● Set problem: Rewrite the post on Labour Party policy below from "If you listen" up to and including "of so little.", using "disappointed" in place of "disillusioned".

● Passage:
Another World Is Possible

Friday, January 05, 2007

Swimming against the Establishment Stream

Straight back on the campaign trail last night and at long last I was able to get to the open meeting convened by Birmingham Trades Council that I missed in December as a result of train delays.

This well attended meeting was an enthusiastic discussion of current government policies and the alternative political programme rank and file members of our movement want to see implemented by a Labour Government.

What is clear from this and all the other meetings of activists I have attended is the huge contrast between what grassroots members are experiencing on the ground and the analysis and statements made by the Labour Party elite in Westminster.

If you listen to members of the Labour and Trade Union movement and members of the general public they tell you straightforwardly that what is turning them off the Labour Party as evidenced in poll after poll is the policies. They were promised so much, expected so much and hoped for so much but have been disillusioned by the delivery of so little.

Like any other representative of the Labour Party I can recite from Labour Party briefings the long list of achievements under Labour but it just doesn't wash any more. Iraq, privatisation, health cuts, public sector pay and job cuts, pensions, housing costs, presures and long hours at work, insecurity and fear of crime and many other issues crowned by allegations of sleaze are just thrown back at you.

Rank and file members can see this, why can't the Labour elite?

Instead yesterday we witnessed three stereotypical reactions to the perceived sleepwalking of Labour into electoral crisis.

● Dataset extract:
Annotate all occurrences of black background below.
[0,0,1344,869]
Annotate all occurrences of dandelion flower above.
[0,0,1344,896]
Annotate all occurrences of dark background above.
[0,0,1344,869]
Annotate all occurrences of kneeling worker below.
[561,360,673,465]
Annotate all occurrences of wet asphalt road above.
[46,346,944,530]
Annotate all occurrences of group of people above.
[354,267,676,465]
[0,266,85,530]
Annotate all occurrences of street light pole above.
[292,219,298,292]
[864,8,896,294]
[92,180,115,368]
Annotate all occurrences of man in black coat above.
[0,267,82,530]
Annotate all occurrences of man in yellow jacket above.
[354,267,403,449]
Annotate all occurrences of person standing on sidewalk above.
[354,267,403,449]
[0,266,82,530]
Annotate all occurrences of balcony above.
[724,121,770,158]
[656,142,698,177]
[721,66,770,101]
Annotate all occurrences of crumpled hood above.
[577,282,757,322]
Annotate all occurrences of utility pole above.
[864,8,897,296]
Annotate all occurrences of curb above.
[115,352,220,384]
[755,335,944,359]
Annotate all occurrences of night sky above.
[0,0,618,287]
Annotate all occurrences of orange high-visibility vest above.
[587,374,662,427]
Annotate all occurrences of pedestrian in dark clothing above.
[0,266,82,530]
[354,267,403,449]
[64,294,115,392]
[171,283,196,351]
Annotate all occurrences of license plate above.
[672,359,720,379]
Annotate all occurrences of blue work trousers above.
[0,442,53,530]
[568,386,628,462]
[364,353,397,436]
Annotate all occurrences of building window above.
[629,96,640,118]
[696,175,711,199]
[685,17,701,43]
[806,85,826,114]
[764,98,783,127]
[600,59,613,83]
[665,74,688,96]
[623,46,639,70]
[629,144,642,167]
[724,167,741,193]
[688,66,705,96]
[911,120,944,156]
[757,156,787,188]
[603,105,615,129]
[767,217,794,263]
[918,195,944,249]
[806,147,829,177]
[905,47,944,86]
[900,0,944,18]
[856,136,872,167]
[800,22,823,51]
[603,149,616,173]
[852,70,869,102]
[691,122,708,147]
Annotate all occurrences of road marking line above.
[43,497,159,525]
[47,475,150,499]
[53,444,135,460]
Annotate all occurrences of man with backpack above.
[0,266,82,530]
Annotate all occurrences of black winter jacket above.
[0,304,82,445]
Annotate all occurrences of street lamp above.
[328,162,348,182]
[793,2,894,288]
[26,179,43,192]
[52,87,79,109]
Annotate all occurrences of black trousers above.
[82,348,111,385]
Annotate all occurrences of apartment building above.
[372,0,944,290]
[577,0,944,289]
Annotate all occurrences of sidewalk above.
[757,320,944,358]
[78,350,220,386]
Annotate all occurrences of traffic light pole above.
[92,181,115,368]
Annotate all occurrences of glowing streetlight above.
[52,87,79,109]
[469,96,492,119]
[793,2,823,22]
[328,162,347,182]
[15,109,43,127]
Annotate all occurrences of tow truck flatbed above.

● Answer to this problem:
If you listen to members of the Labour and Trade Union movement and members of the general public they tell you straightforwardly that what is turning them off the Labour Party as evidenced in poll after poll is the policies. They were promised so much, expected so much and hoped for so much but have been disappointed by the delivery of so little.